• [Document passage]

RICHMOND, Va. (WRIC) — Each year, the Richmond Police Department seizes hundreds of guns. Last year, 728 were taken off the streets. So far this year, police have seized 707 firearms.
These are guns collected from crime scenes or were illegally possessed; meaning they were either stolen or found in the hands of a convicted felon.
Many of those guns ended up at the Richmond Police Department’s Forensic Crime Lab.
“Guns are very popular and they change hands often,” said Forensic Investigator Kendall Barlow.
In the lab, Barlow will process the guns for clues. She said, “I’d say probably 15 to 20 a month that we do.”
The forensic evidence she collects could offer clues to who pulled the trigger and if the gun was used in other crimes.
Barlow’s first step is — “examine the gun.”
She said, “we’ll visually inspect it with our flashlights and see if we see any visible prints.”
She’ll then either dust for fingerprints or use a solution to swab the firearm.
“I am going to swab the grips. I am going to swab the trigger and the slide,” she said demonstrating the process for 8News. She’s hoping to find any traces of DNA on the firearm.
The swabs are then sealed up and sent off to the state lab for analysis. The information could help detectives determine who handled the gun.
“It is very important to link these cases up because it could provide investigative leads to the detective that, may or may not, have any leads to suspect information,” said Barlow.

• [Task instructions]
A. Answer each question using the news report on firearms processed at the Richmond Police Department's Forensic Crime Lab.
(i) How many firearms did the Richmond Police Department seize last year?
(ii) About how many guns a month does Barlow say the lab processes?
(iii) Where are the sealed swabs sent for analysis?
B. Reproduce the portion of the news report on the Richmond Police forensic lab starting with "Many of those" and going on through "on the firearm.", substituting "handheld lamps" for "flashlights".
C. Extend the news report on the Richmond Police forensic lab's handling of seized guns, beginning after its final sentence.

• [Provided material]
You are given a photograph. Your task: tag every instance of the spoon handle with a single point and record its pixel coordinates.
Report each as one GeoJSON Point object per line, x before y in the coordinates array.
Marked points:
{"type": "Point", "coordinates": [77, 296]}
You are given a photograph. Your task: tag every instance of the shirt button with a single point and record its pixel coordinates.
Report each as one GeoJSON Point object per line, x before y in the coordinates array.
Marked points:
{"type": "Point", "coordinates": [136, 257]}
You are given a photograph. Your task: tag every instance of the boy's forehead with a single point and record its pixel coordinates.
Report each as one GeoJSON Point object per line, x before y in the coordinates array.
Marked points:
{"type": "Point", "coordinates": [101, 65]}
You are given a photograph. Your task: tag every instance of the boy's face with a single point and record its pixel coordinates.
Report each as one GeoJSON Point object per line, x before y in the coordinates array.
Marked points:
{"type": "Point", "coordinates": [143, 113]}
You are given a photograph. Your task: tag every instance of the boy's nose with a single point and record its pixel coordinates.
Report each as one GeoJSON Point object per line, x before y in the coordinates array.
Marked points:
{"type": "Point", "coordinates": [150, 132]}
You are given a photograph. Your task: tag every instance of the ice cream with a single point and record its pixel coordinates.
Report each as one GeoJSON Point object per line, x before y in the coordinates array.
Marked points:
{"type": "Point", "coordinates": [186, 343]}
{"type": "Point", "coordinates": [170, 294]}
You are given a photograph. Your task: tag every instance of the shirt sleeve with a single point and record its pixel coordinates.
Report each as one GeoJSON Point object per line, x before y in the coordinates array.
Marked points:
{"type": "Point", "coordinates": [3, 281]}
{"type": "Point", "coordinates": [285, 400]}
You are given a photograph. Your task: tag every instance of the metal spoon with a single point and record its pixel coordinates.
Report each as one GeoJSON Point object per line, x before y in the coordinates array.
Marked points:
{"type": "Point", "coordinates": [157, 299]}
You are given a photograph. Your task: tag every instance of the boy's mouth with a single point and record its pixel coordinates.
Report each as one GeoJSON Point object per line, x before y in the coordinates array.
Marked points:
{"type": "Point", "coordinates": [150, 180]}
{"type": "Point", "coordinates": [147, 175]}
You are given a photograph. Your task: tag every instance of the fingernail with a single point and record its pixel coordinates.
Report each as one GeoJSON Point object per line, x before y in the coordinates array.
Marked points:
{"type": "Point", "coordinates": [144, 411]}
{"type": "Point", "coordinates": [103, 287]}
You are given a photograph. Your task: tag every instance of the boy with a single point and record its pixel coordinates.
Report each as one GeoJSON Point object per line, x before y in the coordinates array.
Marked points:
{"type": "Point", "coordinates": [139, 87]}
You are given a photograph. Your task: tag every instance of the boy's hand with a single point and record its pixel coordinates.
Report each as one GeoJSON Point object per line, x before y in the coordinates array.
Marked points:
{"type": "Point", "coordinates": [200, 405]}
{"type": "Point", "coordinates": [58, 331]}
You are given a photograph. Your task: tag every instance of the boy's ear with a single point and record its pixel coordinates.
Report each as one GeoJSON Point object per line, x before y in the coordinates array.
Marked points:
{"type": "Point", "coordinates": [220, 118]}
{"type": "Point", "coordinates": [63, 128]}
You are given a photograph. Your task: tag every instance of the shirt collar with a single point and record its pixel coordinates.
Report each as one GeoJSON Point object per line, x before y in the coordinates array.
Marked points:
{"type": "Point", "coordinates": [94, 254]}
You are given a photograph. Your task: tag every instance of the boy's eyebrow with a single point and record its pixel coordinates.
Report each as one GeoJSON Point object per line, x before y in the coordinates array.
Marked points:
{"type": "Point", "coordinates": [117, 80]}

• [Answers per task]
A.
(i) 728
(ii) 15 to 20
(iii) To the state lab

B.
Many of those guns ended up at the Richmond Police Department’s Forensic Crime Lab.
“Guns are very popular and they change hands often,” said Forensic Investigator Kendall Barlow.
In the lab, Barlow will process the guns for clues. She said, “I’d say probably 15 to 20 a month that we do.”
The forensic evidence she collects could offer clues to who pulled the trigger and if the gun was used in other crimes.
Barlow’s first step is — “examine the gun.”
She said, “we’ll visually inspect it with our handheld lamps and see if we see any visible prints.”
She’ll then either dust for fingerprints or use a solution to swab the firearm.
“I am going to swab the grips. I am going to swab the trigger and the slide,” she said demonstrating the process for 8News. She’s hoping to find any traces of DNA on the firearm.

C.
That same gun in the lab is later fired to collect casings. Images of the ballistic evidence are uploaded into NIBIN, the National Integrated Ballistic Information Network to see if it triggers a match and a link to other crimes.
“We do have hits frequently that are coming through the NIBIN system. These guns show that crime doesn’t stop at the line. A gun that could be fired in Chesterfield could have been used in crime in the City and in Hanover,” explained Barlow.
Barlow has been a forensics investigator with RPD for 21 years and she’s seen a lot. She said, “Definitely more guns, they are out there.”
Homicides are on the rise in the city and the majority have been committed with a firearm. Barlow knows her work in the lab could hold the key to solving a crime or heading off the next one.
“And get the guns off the street and taking them out of the hands of the bad guys,” she said.
According to a recent FBI Uniform Crime Report, 87% of murders statewide were committed with a gun, and in half the robberies in Virginia, a firearm was used to commit the crime.